[Items listed in a dataset]
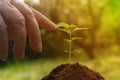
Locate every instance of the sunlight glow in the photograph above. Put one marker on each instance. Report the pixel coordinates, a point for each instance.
(34, 1)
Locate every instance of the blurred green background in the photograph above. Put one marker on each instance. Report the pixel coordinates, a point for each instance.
(99, 48)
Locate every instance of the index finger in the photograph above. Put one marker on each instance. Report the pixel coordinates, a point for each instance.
(43, 21)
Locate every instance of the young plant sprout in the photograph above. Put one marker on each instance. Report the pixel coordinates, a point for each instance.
(70, 29)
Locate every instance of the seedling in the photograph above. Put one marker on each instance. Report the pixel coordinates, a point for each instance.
(70, 29)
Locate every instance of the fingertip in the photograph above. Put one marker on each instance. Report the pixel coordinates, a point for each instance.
(19, 56)
(37, 48)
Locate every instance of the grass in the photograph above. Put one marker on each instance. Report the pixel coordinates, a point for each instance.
(35, 70)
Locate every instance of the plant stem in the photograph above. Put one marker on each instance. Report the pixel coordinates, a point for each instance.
(70, 47)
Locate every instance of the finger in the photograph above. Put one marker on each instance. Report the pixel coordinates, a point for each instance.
(43, 21)
(16, 23)
(31, 26)
(19, 36)
(3, 40)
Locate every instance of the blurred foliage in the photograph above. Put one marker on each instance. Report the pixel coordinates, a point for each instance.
(101, 16)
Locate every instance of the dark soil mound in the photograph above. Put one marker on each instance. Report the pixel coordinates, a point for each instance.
(73, 72)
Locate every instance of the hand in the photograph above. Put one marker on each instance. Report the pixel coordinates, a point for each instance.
(16, 21)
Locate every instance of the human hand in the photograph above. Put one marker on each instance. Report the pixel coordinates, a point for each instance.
(16, 21)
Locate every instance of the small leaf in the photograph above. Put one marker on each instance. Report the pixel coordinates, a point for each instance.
(66, 51)
(77, 29)
(67, 40)
(76, 52)
(76, 38)
(73, 26)
(62, 24)
(64, 30)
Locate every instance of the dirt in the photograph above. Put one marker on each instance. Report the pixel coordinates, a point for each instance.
(73, 72)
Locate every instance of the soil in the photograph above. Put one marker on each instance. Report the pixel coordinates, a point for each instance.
(73, 72)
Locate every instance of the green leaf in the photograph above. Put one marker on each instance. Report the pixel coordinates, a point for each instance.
(62, 24)
(76, 38)
(66, 51)
(78, 29)
(76, 52)
(72, 26)
(67, 40)
(64, 30)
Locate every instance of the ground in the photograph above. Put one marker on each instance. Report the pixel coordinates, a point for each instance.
(108, 67)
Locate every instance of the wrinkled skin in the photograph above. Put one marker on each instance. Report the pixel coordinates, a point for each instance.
(17, 20)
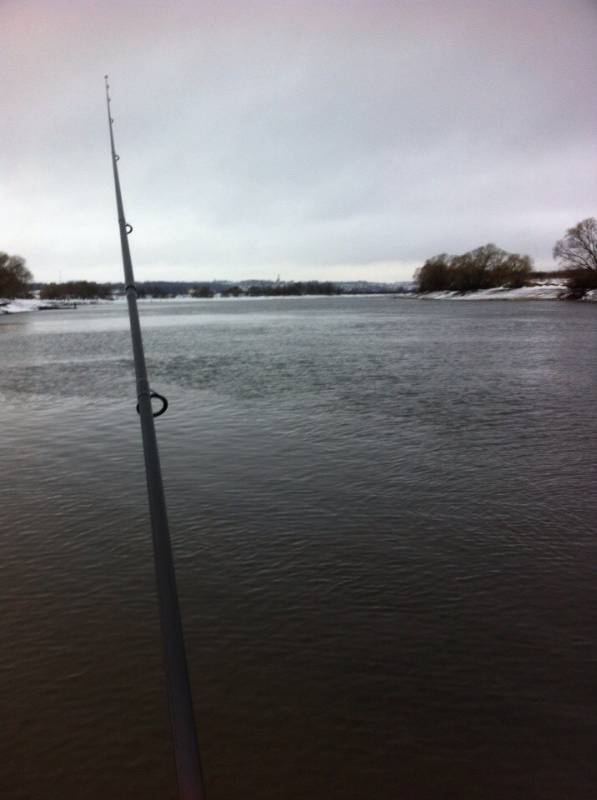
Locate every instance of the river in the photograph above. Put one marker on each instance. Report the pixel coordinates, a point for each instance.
(383, 515)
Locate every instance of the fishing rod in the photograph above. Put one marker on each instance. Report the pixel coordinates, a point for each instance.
(182, 720)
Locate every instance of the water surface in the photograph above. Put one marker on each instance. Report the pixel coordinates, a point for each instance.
(383, 517)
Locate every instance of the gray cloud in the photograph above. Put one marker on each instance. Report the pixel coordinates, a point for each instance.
(315, 139)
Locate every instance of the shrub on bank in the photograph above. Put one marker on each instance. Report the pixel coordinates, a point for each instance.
(581, 281)
(484, 268)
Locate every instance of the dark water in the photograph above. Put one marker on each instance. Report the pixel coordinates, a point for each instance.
(384, 520)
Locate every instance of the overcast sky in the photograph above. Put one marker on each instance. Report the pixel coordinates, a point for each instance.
(331, 139)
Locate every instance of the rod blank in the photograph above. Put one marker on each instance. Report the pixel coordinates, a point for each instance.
(182, 720)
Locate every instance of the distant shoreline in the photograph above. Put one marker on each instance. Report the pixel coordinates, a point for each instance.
(549, 291)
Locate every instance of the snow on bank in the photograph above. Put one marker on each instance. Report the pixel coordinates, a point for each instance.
(547, 291)
(18, 306)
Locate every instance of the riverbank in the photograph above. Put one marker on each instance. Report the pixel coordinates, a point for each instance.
(547, 291)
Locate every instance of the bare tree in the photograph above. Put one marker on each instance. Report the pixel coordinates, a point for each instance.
(14, 276)
(578, 249)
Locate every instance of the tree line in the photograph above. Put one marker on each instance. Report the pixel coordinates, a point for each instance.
(489, 266)
(485, 267)
(15, 278)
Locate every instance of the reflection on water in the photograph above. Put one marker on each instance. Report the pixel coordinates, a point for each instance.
(384, 528)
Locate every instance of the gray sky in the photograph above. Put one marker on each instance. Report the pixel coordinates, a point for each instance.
(338, 139)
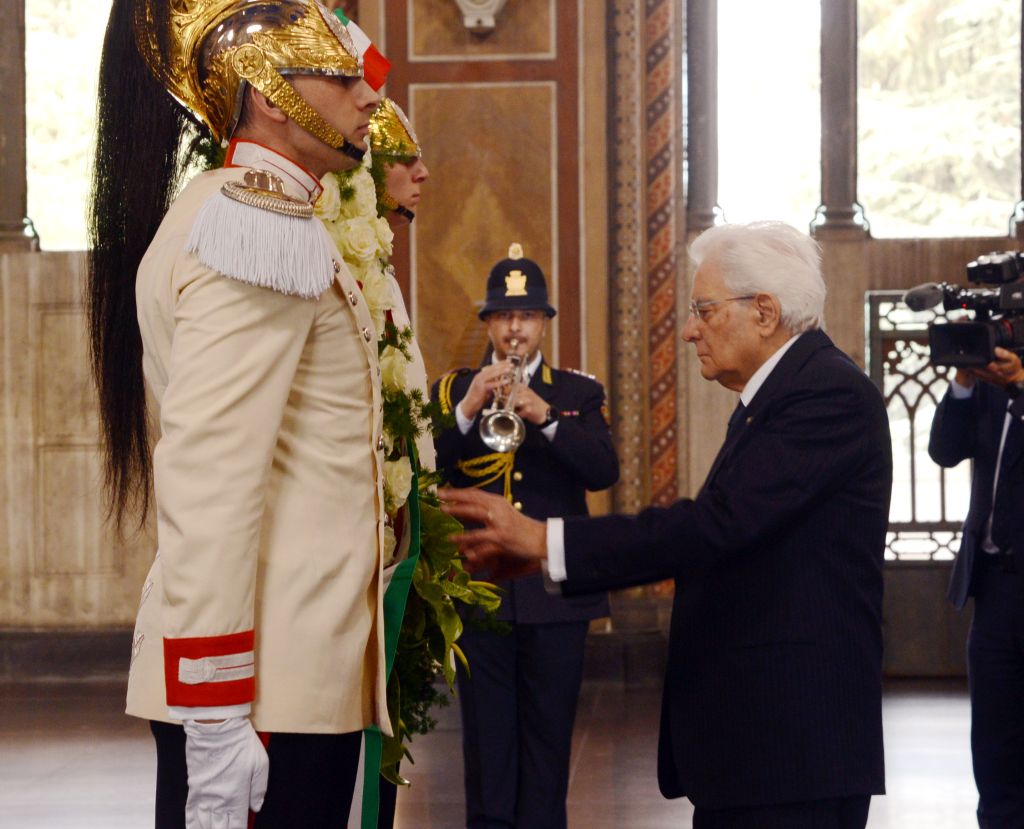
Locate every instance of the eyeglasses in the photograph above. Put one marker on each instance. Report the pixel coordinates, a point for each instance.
(701, 308)
(528, 315)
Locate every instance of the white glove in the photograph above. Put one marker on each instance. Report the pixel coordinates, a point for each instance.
(227, 773)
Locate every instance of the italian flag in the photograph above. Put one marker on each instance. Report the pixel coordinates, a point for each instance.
(375, 66)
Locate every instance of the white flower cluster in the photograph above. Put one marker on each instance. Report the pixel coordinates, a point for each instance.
(365, 243)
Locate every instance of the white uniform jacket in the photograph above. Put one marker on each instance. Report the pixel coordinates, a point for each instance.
(267, 467)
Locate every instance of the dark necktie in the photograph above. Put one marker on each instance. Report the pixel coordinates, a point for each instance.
(735, 421)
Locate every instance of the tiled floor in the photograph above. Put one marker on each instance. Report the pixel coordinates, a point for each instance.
(70, 759)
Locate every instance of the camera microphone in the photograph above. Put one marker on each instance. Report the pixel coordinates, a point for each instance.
(924, 297)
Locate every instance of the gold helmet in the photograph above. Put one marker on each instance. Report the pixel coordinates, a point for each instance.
(391, 135)
(391, 141)
(203, 51)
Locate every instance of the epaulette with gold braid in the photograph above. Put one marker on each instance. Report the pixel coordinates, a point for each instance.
(444, 389)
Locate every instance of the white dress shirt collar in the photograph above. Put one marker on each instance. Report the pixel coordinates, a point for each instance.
(530, 368)
(299, 182)
(759, 377)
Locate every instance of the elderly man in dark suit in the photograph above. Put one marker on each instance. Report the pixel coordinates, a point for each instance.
(982, 422)
(771, 710)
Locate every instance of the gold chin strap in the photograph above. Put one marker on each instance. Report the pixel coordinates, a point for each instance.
(489, 468)
(252, 66)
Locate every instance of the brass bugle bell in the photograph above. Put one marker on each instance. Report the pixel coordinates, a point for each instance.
(501, 429)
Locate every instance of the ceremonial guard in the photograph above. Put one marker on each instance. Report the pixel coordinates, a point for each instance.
(244, 353)
(397, 164)
(540, 436)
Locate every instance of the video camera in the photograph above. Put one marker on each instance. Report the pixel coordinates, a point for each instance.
(998, 311)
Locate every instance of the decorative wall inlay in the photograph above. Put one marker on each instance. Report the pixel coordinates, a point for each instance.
(629, 386)
(525, 30)
(646, 234)
(662, 126)
(479, 15)
(492, 203)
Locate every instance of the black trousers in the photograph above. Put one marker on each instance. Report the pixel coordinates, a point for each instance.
(995, 669)
(841, 813)
(518, 707)
(310, 784)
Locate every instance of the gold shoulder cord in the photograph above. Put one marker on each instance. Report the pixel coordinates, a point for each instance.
(252, 66)
(444, 392)
(489, 468)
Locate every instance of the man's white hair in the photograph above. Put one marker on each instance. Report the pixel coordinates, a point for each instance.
(768, 257)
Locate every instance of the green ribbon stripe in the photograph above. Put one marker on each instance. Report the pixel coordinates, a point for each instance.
(394, 610)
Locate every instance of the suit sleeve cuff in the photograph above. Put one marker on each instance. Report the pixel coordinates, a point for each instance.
(556, 551)
(465, 424)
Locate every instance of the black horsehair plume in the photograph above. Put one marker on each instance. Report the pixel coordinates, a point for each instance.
(144, 143)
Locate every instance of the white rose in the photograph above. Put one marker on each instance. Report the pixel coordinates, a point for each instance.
(393, 364)
(390, 542)
(329, 205)
(356, 240)
(378, 295)
(385, 234)
(397, 482)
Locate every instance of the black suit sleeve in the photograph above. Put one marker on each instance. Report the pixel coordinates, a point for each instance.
(954, 429)
(809, 444)
(584, 443)
(451, 443)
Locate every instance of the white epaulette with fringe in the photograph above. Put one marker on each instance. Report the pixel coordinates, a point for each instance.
(265, 240)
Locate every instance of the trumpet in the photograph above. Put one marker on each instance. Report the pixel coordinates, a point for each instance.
(501, 429)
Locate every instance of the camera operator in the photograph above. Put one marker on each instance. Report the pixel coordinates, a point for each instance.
(981, 421)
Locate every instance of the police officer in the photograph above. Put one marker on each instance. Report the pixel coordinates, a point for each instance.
(519, 701)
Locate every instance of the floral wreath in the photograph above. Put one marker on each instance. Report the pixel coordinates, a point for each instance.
(430, 625)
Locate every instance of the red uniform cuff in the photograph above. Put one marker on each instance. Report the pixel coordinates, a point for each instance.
(210, 670)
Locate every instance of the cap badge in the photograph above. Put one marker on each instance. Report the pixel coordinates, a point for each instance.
(515, 284)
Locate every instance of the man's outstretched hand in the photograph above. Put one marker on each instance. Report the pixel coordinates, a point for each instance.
(507, 544)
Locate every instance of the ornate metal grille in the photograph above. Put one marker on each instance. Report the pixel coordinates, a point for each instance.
(929, 503)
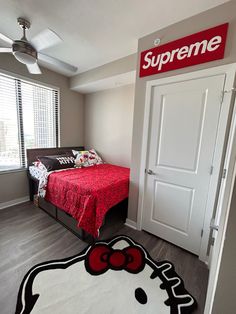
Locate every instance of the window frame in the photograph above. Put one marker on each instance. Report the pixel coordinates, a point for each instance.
(58, 125)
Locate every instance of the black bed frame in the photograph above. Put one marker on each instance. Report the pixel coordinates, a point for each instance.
(60, 215)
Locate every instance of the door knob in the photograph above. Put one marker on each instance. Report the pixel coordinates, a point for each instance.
(150, 172)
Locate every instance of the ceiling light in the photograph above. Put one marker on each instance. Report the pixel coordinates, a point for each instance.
(24, 57)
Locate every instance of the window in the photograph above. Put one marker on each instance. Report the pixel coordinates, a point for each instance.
(28, 119)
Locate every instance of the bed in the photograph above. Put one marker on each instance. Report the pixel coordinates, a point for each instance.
(79, 198)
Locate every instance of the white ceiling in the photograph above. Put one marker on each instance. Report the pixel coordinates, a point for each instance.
(96, 32)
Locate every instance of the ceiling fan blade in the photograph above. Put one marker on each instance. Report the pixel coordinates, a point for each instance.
(6, 39)
(45, 39)
(63, 65)
(2, 49)
(33, 68)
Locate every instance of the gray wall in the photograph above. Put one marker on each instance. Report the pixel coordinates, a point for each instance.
(210, 18)
(108, 117)
(224, 302)
(14, 185)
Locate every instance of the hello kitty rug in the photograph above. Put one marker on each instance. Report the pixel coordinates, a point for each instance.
(115, 276)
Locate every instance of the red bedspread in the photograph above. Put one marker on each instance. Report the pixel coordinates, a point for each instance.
(88, 193)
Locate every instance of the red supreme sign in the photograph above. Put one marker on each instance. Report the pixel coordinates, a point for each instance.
(197, 48)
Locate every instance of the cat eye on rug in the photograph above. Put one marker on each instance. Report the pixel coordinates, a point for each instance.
(114, 276)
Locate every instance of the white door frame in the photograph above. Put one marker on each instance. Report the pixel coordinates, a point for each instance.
(229, 70)
(224, 203)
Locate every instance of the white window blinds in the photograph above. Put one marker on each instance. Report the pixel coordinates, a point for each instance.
(28, 119)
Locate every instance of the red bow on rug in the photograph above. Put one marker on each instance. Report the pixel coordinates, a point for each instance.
(102, 257)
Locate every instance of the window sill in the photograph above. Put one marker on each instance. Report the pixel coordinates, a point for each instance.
(12, 170)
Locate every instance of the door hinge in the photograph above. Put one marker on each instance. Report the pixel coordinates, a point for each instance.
(233, 89)
(212, 241)
(224, 173)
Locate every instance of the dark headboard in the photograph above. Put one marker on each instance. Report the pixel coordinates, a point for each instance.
(33, 153)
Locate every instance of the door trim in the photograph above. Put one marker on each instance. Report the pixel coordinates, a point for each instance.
(229, 70)
(224, 203)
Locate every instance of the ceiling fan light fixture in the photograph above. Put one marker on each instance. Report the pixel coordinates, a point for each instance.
(24, 52)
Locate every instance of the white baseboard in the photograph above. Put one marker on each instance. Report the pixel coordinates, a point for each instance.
(130, 223)
(14, 202)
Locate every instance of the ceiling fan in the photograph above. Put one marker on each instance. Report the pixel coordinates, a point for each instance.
(29, 52)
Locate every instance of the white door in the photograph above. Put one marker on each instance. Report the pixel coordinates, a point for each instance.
(182, 135)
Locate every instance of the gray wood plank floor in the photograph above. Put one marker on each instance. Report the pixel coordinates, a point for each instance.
(29, 236)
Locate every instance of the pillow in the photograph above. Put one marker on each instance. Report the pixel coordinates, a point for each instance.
(39, 165)
(87, 158)
(57, 162)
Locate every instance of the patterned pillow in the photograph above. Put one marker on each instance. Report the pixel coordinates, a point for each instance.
(57, 162)
(38, 164)
(87, 158)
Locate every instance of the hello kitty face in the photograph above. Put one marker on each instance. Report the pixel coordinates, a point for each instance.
(114, 277)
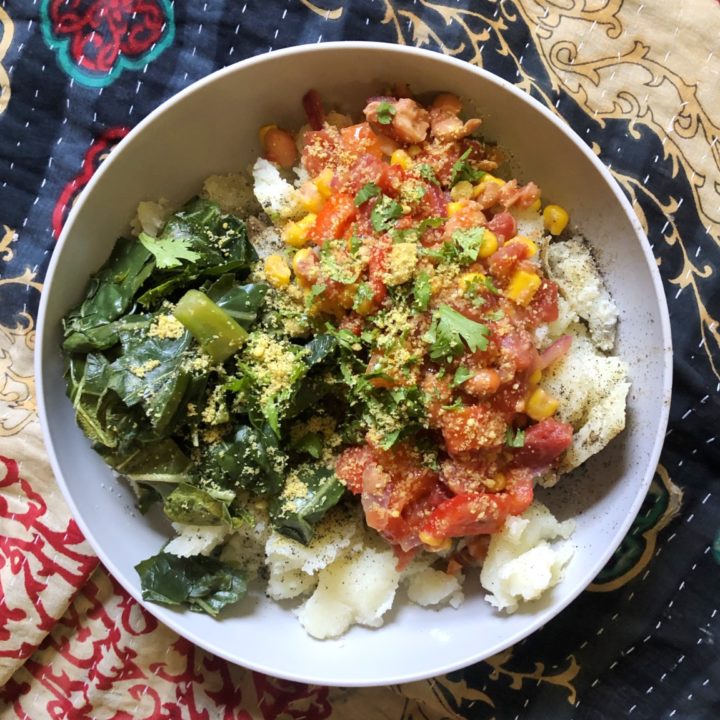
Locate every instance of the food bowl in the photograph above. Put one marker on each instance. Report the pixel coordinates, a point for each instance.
(211, 127)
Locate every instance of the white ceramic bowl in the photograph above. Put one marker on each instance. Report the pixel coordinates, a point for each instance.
(211, 127)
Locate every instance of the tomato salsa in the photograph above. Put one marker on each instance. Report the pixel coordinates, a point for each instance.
(408, 250)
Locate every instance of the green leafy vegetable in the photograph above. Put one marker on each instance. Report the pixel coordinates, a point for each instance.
(385, 112)
(367, 191)
(463, 170)
(469, 242)
(309, 493)
(109, 296)
(462, 374)
(363, 296)
(426, 172)
(204, 584)
(449, 329)
(217, 332)
(194, 506)
(516, 439)
(384, 214)
(169, 252)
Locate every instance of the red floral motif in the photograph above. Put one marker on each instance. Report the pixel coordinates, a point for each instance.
(100, 32)
(94, 156)
(285, 700)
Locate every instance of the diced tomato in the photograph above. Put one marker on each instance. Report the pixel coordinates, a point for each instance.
(468, 472)
(479, 513)
(503, 262)
(503, 225)
(472, 427)
(360, 138)
(544, 443)
(336, 214)
(351, 464)
(390, 179)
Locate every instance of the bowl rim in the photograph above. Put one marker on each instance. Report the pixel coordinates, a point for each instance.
(174, 621)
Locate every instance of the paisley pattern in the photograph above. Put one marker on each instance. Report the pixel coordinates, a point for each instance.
(97, 39)
(636, 81)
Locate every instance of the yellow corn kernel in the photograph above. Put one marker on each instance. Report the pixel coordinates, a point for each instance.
(523, 286)
(455, 207)
(434, 542)
(322, 183)
(469, 279)
(263, 131)
(462, 190)
(295, 234)
(541, 405)
(531, 246)
(401, 158)
(277, 271)
(487, 177)
(555, 219)
(489, 244)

* _Exercise objective_:
Extract exactly the lines between the line containing "Locate every instance of the diced" and the end of the data, including both.

* _Output for this task_:
Locate every instance of the diced tomato in the photograph above. Put one marker on each instance. Report the pixel coordinates, a point for each instance.
(468, 472)
(479, 513)
(503, 262)
(503, 225)
(472, 427)
(360, 138)
(544, 443)
(336, 214)
(351, 464)
(390, 179)
Locate every instance of the bowl rim in the photograph above. Put one marker on each instance. Report the pixel coordinates, a point for each instance.
(174, 621)
Locate every instance of the paisley pattern in the photograph above. Put one marker on each instance. Report the pixel coordinates, a point for each instance.
(97, 39)
(636, 81)
Locate every instance of the yellow corn kernel in the photograph above. Put one marker on each instance. Report the pixel coordinates, a point for each instance.
(523, 286)
(455, 207)
(434, 542)
(322, 183)
(469, 279)
(263, 131)
(462, 190)
(295, 234)
(541, 405)
(531, 246)
(401, 158)
(277, 271)
(487, 177)
(555, 219)
(489, 244)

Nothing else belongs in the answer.